Assignment: Look through the data below. Collect every line where the word "positive" occurs.

Start of Information

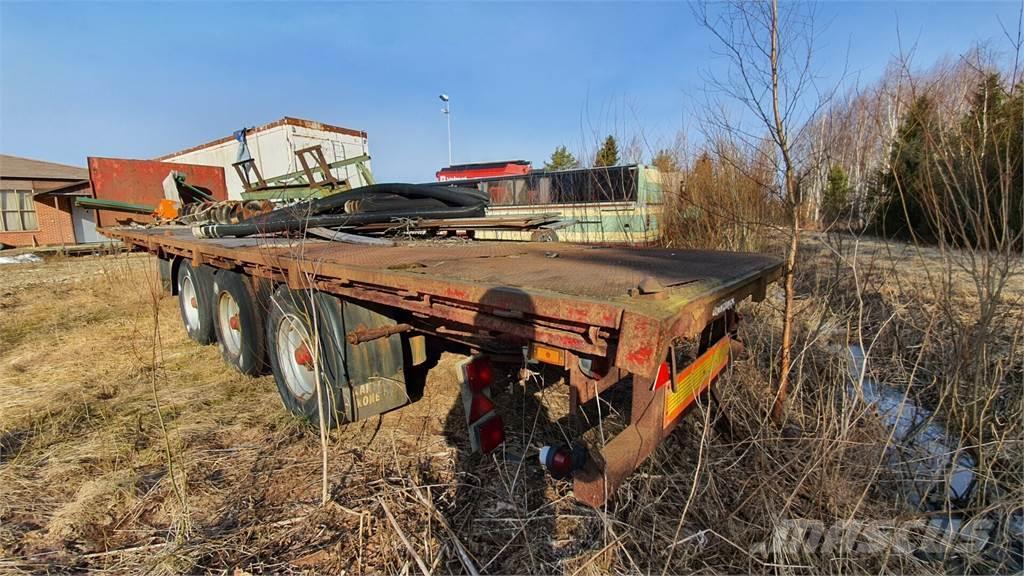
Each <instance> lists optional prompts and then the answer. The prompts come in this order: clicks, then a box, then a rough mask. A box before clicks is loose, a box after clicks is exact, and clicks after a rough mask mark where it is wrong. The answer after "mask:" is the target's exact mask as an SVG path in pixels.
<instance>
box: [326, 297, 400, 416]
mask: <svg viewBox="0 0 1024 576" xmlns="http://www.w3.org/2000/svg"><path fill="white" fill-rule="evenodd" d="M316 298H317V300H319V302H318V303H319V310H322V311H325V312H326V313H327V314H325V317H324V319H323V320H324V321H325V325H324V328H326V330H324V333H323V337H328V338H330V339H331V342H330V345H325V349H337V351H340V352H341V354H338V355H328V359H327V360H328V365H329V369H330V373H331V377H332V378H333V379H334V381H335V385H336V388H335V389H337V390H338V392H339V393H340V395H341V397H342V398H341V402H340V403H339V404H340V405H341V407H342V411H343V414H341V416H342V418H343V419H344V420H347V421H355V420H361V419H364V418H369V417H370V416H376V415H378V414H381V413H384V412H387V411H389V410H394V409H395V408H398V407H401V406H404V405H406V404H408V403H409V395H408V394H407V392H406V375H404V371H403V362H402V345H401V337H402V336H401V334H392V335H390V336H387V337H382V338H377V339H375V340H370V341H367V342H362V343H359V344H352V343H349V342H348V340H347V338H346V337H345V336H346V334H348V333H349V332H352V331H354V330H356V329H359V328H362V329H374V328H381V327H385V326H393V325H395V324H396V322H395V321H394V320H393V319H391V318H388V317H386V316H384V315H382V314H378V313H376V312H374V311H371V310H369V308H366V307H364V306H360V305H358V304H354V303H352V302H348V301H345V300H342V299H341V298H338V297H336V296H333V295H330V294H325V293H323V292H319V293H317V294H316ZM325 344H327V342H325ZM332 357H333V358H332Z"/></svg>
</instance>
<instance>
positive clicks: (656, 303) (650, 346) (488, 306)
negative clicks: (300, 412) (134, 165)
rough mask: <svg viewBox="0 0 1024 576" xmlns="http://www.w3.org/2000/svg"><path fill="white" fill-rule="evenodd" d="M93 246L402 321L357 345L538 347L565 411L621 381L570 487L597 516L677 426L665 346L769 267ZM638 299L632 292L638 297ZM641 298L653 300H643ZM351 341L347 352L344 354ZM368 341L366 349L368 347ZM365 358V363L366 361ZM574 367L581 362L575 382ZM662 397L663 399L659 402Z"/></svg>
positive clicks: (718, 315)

End of Information

Solution for this problem:
positive clicks: (656, 303) (650, 346) (488, 306)
positive clicks: (718, 315)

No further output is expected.